Reproduce the records word for word, starting at the beginning of the records and ending with the line containing "positive clicks: (499, 354) (220, 348)". Leave the pictures out of your answer.

──────────────────────────────

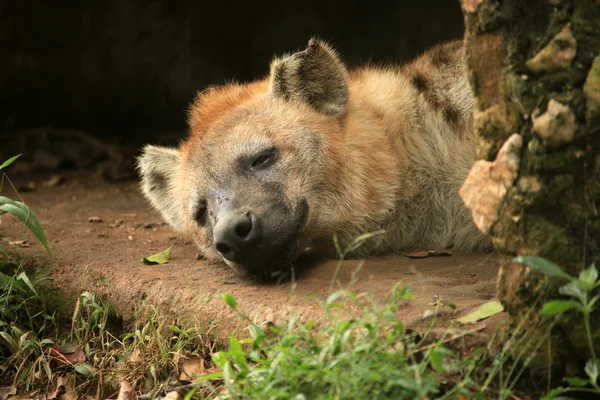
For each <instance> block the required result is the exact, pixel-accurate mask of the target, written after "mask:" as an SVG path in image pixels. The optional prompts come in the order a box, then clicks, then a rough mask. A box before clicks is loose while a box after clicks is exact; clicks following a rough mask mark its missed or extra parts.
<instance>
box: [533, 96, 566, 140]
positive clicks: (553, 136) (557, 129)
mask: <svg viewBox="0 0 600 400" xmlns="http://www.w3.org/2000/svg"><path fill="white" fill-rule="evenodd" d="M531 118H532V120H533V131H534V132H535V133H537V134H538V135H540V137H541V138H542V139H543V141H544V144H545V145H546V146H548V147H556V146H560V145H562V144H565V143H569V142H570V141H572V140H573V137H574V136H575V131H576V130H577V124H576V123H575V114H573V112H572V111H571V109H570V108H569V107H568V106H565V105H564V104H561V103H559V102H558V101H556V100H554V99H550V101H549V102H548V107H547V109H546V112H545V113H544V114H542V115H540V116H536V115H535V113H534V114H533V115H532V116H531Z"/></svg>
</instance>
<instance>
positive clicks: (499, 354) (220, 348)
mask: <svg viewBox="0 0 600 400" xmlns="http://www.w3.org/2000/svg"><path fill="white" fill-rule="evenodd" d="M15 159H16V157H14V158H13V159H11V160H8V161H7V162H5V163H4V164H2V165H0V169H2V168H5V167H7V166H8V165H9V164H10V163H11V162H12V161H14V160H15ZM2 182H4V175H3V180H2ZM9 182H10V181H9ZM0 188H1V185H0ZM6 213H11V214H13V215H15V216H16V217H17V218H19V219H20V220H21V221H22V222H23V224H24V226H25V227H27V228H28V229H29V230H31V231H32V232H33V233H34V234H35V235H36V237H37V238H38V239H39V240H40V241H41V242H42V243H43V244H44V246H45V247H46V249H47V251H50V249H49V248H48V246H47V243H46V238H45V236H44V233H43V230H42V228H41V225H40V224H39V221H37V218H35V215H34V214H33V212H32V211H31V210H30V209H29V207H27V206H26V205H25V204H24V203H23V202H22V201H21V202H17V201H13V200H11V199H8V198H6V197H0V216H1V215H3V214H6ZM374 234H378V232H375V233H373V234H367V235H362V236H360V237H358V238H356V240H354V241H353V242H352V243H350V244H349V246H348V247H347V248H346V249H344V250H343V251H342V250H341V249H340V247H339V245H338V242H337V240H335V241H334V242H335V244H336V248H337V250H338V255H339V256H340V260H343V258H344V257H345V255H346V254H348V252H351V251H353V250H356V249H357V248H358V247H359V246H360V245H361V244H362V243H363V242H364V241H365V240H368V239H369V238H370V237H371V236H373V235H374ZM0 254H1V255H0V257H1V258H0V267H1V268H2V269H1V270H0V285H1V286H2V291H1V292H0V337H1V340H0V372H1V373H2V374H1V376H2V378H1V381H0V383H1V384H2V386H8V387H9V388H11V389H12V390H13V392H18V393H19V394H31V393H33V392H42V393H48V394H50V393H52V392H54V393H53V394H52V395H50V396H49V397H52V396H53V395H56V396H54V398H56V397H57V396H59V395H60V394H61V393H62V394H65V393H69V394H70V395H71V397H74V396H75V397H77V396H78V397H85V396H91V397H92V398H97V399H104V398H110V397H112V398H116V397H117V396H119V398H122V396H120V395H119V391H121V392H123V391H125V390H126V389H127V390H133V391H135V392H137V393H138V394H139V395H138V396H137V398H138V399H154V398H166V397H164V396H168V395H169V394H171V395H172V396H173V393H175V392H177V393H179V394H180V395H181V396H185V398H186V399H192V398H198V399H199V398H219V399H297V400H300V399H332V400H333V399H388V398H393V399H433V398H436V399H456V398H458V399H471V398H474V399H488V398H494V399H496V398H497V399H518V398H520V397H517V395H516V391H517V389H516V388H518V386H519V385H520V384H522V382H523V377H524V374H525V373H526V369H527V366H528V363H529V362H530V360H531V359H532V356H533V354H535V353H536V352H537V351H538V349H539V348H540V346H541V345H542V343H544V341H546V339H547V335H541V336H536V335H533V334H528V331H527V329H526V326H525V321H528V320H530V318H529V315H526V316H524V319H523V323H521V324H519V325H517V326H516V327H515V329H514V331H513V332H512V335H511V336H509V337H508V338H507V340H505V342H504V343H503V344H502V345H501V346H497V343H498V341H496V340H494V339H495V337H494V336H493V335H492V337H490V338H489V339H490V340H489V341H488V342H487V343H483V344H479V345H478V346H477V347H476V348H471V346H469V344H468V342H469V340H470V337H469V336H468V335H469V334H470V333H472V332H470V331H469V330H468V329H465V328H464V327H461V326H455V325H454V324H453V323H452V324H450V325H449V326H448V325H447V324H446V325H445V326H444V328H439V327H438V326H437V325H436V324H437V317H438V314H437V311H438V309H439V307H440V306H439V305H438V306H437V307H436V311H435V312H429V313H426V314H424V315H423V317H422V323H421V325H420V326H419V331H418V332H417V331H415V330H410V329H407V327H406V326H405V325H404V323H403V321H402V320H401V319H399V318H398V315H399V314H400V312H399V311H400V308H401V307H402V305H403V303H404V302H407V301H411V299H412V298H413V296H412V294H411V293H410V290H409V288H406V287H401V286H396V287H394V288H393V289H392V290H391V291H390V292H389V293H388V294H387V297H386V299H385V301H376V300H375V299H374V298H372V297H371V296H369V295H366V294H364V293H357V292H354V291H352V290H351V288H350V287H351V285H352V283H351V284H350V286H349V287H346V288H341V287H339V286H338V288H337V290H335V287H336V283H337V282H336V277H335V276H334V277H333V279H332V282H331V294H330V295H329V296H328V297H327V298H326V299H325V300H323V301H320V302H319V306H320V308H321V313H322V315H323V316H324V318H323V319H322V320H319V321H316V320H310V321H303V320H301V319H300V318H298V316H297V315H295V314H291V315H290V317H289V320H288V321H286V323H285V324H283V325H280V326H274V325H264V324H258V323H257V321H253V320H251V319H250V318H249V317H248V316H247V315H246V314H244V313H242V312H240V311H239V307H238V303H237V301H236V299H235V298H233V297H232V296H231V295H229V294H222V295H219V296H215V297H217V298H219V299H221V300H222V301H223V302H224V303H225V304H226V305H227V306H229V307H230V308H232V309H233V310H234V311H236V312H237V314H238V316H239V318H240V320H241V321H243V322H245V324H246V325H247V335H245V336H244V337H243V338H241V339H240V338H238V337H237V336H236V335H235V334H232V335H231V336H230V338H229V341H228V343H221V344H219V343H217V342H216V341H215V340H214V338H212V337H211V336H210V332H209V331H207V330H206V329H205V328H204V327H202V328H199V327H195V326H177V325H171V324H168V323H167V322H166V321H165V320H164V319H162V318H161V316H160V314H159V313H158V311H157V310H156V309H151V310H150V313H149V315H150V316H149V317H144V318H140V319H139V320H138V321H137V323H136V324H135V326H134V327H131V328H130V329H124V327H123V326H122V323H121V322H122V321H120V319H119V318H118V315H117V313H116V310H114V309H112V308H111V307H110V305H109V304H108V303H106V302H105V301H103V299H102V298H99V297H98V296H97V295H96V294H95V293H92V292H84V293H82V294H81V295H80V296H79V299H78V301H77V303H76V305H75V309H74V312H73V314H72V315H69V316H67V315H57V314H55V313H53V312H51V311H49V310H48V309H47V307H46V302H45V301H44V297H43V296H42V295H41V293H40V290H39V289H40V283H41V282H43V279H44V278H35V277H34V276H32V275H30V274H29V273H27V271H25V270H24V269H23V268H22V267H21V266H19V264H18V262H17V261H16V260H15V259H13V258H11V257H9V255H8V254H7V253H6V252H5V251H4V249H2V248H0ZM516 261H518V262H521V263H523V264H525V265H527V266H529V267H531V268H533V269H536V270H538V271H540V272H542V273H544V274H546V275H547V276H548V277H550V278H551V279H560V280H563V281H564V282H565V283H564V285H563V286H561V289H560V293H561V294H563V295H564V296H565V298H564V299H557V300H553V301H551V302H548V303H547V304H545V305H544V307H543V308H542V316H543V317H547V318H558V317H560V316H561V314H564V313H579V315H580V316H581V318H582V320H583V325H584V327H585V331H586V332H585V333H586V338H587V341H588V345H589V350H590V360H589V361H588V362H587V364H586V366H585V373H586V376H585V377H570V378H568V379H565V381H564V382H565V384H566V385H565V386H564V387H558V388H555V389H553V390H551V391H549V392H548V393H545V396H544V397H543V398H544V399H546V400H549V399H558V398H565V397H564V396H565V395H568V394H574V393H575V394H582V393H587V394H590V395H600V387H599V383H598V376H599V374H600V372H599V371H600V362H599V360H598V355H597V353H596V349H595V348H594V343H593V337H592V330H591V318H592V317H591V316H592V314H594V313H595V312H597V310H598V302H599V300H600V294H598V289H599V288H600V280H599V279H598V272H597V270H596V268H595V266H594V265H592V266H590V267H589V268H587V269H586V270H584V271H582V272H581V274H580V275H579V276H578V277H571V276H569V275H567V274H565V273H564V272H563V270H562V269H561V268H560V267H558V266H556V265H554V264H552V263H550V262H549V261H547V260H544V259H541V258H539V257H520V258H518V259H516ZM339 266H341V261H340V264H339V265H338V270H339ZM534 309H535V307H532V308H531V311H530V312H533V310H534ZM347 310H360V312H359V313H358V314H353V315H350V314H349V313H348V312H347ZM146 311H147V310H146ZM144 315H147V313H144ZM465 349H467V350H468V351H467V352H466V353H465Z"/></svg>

──────────────────────────────

Response to this exercise:
For each <instance> block the required result is the exact, pixel-accurate mask of the target, written after "mask:" as an SVG path in image pixels. The optional prompts come in the order a box, then clicks, then a rough mask. A box before clicks is loose while a box after clicks is exact; clicks following a rough mask mark its missed or extra parts.
<instance>
box: [533, 96, 566, 140]
positive clicks: (553, 136) (557, 129)
mask: <svg viewBox="0 0 600 400" xmlns="http://www.w3.org/2000/svg"><path fill="white" fill-rule="evenodd" d="M531 118H532V120H533V131H534V132H535V133H537V134H538V135H540V137H541V138H542V139H543V141H544V144H545V145H546V146H548V147H556V146H560V145H562V144H565V143H569V142H570V141H572V140H573V137H574V136H575V131H576V130H577V124H576V123H575V114H573V112H572V111H571V109H570V108H569V107H568V106H565V105H564V104H561V103H559V102H558V101H556V100H554V99H550V101H549V102H548V107H547V109H546V112H545V113H544V114H542V115H540V116H536V115H535V113H534V114H533V115H532V116H531Z"/></svg>
</instance>
<instance>
positive clicks: (499, 354) (220, 348)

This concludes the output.